__Text shown__

═══

# Countax D18/50 won't move.



## brendanjohn (Jul 8, 2017)

Hi, 
Just bought a Countax D18/50 Garden Tractor - 2001.
It was working fine then I get on, start it up and when I push both forward and reverse pedals nothings happens! I 'm thinking that maybe some connecting bar has got unhooked but would welcome any advice.
Thanks
Brendan


----------



## brendanjohn (Jul 8, 2017)

brendanjohn said:


> Hi,
> Just bought a Countax D18/50 Garden Tractor - 2001.
> It was working fine then I get on, start it up and when I push both forward and reverse pedals nothings happens! I 'm thinking that maybe some connecting bar has got unhooked but would welcome any advice.
> Thanks
> Brendan


HI,
Just had a look underneath and the higher (longer) belt has come adrift - I imagine that's the problem, but it seems impossible to put back - the forward thing it goes round is fixed and very hard to get at.
Any advice?


----------



## RC Wells (Dec 26, 2008)

Back to the left of the hitch is a lever that releases the pressure circuit on the hydrostatic transmission. Turn the tractor engine off and push that lever all the way in. Start and see if that corrected the problem.


----------



## brendanjohn (Jul 8, 2017)

Dear RC - many thanks - but just looked underneath and the higher (longer) belt has come adrift - I imagine that's the problem, but it seems impossible to put back - the forward thing it goes round is fixed and very hard to get at.

═══

__Available data__
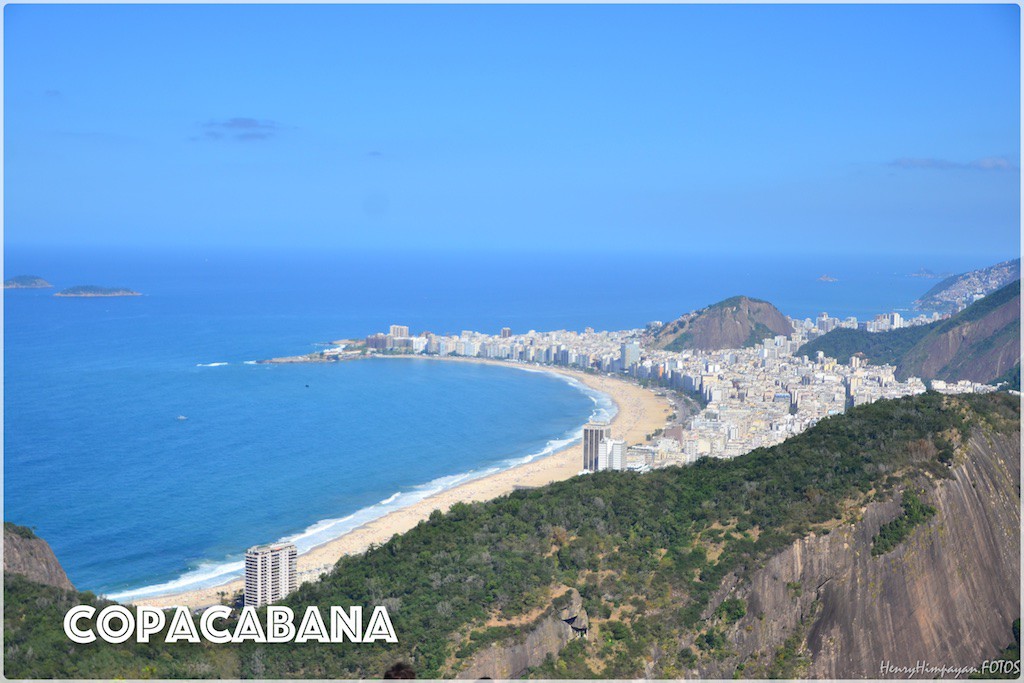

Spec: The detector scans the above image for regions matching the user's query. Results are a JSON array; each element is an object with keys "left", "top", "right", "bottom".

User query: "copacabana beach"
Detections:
[{"left": 133, "top": 357, "right": 671, "bottom": 608}]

═══

__Written exercise A__
In the Countax D18/50 thread, where is the lever that releases the pressure circuit on the hydrostatic transmission?
__Written exercise B__
From the Countax D18/50 thread, extract everything from "## RC Wells" down to "corrected the problem.".

__Exercise answer A__
Back to the left of the hitch.

__Exercise answer B__
## RC Wells (Dec 26, 2008)

Back to the left of the hitch is a lever that releases the pressure circuit on the hydrostatic transmission. Turn the tractor engine off and push that lever all the way in. Start and see if that corrected the problem.